Please locate each of the lines below that contains the word "blue" and copy those lines. Case counts.
— begin Information provided —
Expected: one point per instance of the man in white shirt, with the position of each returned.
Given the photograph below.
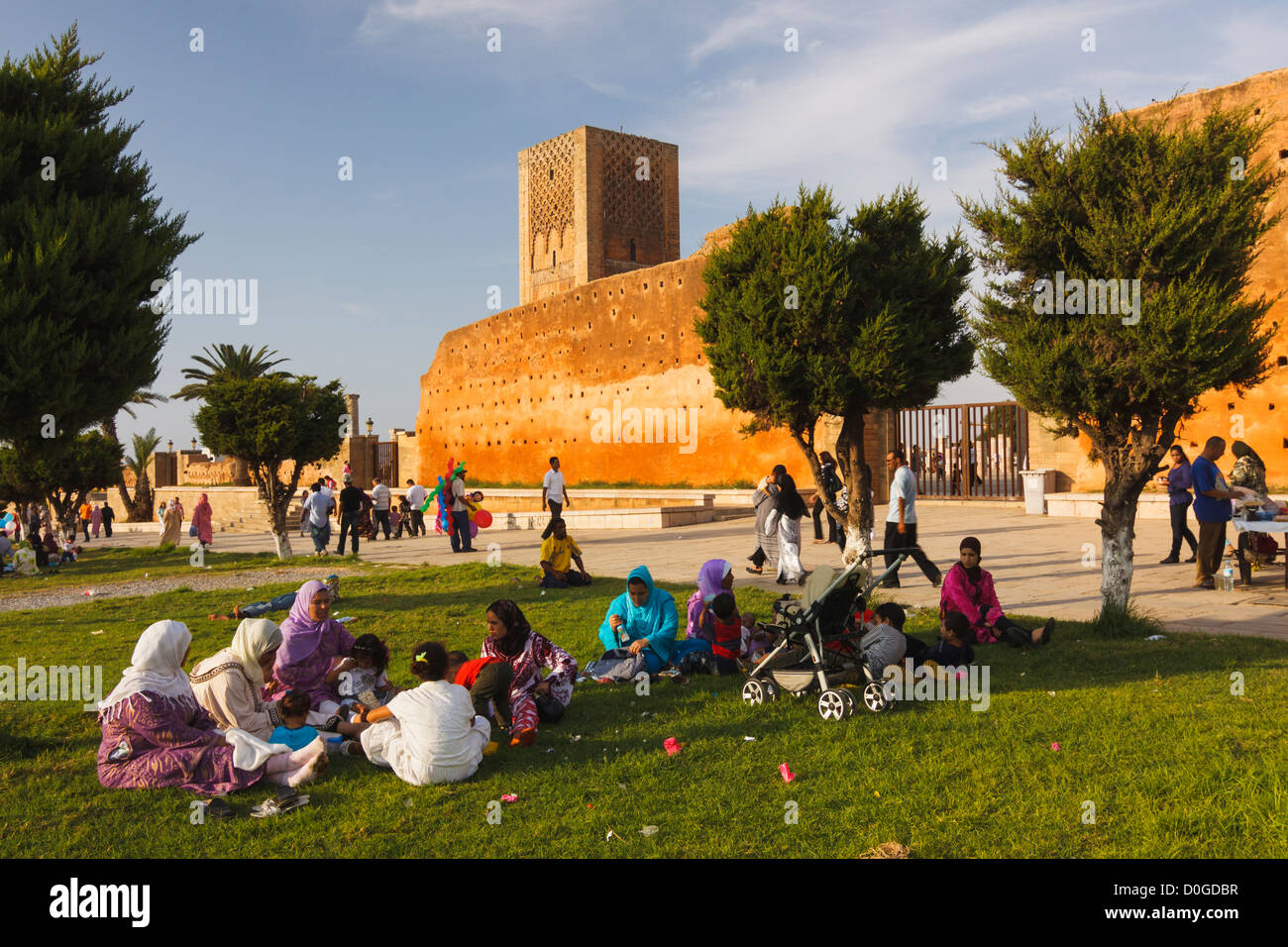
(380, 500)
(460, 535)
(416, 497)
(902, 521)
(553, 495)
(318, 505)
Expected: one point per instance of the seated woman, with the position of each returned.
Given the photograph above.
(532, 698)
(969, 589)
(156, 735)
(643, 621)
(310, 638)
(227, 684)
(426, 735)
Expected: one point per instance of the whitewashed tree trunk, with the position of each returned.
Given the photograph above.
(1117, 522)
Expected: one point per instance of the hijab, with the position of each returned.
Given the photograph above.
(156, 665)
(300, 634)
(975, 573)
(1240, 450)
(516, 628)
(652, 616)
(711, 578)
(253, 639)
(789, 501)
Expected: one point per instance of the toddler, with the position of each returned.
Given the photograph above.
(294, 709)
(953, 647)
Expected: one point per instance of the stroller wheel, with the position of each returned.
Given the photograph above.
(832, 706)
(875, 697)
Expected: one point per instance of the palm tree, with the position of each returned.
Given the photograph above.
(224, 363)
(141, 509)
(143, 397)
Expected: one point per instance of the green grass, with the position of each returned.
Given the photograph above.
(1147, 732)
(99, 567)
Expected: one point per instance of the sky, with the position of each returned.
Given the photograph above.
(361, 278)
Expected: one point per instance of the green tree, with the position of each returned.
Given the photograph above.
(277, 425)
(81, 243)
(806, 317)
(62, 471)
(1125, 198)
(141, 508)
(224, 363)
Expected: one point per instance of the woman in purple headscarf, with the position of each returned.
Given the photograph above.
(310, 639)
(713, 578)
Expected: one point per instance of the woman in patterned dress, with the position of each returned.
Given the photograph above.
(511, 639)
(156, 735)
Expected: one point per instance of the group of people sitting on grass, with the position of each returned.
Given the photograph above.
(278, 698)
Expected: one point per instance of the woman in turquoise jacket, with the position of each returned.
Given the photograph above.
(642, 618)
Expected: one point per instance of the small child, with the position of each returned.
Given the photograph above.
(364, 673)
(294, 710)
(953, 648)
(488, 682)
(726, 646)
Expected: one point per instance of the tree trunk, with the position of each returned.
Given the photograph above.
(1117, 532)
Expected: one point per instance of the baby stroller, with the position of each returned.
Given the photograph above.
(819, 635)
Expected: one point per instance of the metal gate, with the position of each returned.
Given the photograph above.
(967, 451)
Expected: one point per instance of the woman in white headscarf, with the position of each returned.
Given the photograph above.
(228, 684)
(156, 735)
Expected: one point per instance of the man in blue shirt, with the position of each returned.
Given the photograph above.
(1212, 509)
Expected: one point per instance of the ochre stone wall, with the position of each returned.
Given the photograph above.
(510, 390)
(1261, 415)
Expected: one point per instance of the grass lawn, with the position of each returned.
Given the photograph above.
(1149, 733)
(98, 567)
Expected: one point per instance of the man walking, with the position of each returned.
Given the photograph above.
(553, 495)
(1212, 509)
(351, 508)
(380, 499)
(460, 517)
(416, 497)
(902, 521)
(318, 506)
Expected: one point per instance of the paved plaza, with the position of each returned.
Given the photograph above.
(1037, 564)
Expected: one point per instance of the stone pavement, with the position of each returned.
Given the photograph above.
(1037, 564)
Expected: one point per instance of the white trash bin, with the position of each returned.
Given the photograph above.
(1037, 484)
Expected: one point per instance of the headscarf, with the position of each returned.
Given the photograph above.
— end Information provided —
— begin Information provided —
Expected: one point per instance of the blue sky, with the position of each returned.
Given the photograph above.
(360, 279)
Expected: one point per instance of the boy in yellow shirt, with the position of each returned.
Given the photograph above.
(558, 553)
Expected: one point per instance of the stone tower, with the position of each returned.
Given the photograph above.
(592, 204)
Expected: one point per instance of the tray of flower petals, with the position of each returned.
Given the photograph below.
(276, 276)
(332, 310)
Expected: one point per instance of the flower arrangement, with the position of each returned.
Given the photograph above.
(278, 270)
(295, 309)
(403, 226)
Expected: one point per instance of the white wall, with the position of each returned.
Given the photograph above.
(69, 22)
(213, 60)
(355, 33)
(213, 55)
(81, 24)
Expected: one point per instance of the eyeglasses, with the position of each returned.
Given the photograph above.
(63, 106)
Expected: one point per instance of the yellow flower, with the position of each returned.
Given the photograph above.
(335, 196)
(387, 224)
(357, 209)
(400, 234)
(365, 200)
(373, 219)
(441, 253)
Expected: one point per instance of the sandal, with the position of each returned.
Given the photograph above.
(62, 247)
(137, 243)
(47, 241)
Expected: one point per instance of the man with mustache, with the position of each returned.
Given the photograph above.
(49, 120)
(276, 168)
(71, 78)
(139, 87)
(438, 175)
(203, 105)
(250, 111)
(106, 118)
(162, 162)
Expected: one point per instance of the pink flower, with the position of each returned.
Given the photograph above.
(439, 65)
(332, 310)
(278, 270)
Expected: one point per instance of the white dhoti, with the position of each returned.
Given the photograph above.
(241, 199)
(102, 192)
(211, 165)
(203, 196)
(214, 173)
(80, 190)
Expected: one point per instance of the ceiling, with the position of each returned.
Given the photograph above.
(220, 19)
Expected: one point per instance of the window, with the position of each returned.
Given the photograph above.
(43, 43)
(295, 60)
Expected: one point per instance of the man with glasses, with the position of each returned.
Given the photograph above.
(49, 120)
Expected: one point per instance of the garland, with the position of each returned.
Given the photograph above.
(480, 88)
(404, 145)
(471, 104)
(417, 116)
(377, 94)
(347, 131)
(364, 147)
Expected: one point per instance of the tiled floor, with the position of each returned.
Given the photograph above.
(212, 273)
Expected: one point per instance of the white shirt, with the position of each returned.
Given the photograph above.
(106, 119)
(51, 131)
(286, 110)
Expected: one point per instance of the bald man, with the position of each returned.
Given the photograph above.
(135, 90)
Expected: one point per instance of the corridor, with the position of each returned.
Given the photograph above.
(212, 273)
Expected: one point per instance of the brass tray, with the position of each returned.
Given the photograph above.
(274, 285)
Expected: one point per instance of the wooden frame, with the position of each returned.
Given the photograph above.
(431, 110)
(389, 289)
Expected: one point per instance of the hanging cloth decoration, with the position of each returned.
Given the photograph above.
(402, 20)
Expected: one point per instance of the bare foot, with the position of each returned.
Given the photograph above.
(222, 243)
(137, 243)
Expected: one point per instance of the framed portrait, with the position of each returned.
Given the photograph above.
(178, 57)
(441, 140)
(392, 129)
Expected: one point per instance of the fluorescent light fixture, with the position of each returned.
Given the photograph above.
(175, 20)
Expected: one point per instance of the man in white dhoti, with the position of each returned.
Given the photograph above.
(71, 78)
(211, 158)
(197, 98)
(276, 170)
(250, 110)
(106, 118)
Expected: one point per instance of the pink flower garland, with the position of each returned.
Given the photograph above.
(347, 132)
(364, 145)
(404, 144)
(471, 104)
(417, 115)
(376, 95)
— end Information provided —
#### The answer:
Expected: one point per instance of the man in blue shirt, with the position of each returned.
Expected: one point per instance of the blue sky, with the position of each returned.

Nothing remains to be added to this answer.